- [Task directions] Copy out the records below word for word, everything from the line that contains "Would you mind pointing at the spaghetti" down to the line that contains "column 768, row 458", including both of those lines.

- [Data for this exercise]
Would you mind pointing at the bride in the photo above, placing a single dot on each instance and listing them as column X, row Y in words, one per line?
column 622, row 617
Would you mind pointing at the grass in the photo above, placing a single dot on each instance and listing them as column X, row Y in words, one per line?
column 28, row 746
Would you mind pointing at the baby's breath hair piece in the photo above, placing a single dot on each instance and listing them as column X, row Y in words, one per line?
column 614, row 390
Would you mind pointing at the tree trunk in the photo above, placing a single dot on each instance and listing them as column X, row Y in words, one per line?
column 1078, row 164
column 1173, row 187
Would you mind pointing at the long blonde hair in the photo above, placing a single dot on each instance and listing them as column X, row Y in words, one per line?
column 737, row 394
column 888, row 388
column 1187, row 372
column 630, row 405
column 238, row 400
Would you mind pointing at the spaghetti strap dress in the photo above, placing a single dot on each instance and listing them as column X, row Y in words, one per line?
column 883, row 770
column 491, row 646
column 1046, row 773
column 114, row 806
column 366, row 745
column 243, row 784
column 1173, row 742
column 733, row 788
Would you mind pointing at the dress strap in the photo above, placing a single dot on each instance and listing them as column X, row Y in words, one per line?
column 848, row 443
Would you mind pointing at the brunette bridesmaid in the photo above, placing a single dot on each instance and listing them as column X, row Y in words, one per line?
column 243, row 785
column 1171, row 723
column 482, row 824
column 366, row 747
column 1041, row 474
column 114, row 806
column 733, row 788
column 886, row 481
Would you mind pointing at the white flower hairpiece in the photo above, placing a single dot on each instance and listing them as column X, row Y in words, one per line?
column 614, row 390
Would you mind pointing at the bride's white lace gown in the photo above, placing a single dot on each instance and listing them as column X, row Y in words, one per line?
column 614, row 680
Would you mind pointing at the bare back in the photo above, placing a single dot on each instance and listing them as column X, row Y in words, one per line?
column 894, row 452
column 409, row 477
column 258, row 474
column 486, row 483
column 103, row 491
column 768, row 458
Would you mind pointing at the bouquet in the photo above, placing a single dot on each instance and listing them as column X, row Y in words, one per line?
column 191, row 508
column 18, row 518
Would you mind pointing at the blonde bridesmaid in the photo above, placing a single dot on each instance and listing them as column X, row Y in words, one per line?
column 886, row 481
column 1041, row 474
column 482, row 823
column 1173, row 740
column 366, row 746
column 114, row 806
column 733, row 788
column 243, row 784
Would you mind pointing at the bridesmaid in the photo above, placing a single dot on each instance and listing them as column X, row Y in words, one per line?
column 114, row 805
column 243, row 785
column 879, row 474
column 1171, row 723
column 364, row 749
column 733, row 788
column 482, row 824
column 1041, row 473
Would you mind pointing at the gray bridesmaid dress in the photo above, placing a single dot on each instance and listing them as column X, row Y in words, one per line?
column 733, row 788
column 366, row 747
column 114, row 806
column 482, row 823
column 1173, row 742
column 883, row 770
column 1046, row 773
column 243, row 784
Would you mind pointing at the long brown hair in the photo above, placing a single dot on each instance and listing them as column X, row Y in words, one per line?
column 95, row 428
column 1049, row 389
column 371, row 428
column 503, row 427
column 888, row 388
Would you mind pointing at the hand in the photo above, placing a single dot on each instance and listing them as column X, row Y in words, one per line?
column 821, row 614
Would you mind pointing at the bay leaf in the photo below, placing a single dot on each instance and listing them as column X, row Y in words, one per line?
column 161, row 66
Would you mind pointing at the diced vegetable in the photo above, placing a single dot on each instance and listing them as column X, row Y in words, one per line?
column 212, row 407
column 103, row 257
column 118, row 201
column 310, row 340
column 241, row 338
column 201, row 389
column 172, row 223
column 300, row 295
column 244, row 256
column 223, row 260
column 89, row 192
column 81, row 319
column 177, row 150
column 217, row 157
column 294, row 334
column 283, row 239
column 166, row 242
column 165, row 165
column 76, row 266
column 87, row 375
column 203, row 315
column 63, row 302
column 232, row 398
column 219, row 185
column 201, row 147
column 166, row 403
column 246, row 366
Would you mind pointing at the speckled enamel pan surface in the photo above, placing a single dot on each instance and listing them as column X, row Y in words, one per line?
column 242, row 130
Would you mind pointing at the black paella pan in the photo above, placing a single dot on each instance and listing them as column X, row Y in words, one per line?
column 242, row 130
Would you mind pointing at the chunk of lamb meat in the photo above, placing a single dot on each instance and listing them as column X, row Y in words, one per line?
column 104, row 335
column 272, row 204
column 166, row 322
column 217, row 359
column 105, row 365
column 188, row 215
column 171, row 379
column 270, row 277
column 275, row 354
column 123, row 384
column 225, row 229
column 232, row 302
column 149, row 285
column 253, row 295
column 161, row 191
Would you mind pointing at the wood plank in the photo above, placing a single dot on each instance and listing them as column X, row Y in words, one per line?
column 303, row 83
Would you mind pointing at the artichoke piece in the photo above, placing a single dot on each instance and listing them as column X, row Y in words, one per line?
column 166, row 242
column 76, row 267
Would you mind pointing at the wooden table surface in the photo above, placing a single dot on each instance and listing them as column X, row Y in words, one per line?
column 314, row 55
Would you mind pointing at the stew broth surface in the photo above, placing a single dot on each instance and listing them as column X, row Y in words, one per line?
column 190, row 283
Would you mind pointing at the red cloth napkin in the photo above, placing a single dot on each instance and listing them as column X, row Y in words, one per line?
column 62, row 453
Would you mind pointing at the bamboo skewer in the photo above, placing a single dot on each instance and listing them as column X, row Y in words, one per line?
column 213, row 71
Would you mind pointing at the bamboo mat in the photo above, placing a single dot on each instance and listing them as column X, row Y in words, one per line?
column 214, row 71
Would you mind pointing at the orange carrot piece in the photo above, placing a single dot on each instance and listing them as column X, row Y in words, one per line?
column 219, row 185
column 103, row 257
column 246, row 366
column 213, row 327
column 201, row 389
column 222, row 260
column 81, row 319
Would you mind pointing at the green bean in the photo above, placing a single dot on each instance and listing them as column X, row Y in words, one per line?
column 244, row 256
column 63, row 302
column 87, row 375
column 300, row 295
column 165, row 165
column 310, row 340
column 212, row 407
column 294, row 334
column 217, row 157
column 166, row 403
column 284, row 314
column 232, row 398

- [Solution to this task]
Would you mind pointing at the spaghetti strap dress in the photo above, placing a single dot on each instance and listing them as column X, row Y in words, one per line?
column 883, row 770
column 491, row 646
column 1046, row 773
column 114, row 806
column 366, row 745
column 243, row 784
column 1173, row 742
column 733, row 788
Would you mind pointing at the dress strap in the photo above, placing a single dot on each instance and listing them as column X, row Y in words, one per line?
column 848, row 443
Would you mind pointing at the brunette bridesmaid in the photo above, placing a single dot on each instance and listing them as column X, row Y in words, one per line?
column 243, row 785
column 1171, row 723
column 482, row 824
column 366, row 747
column 1041, row 474
column 114, row 806
column 733, row 788
column 886, row 481
Would you mind pointing at the white flower hairpiece in the photo above, placing a single dot on each instance and listing them as column X, row Y in words, one per line?
column 614, row 390
Would you mind pointing at the bride's white lace gown in the photo above, placing a single dot on each instance and listing them as column X, row Y in words, one per line?
column 614, row 680
Would you mind pointing at the bare back in the photo above, placing a single dot on each instance and listing them as column X, row Y in words, one per line?
column 894, row 452
column 409, row 477
column 258, row 474
column 486, row 483
column 103, row 491
column 768, row 458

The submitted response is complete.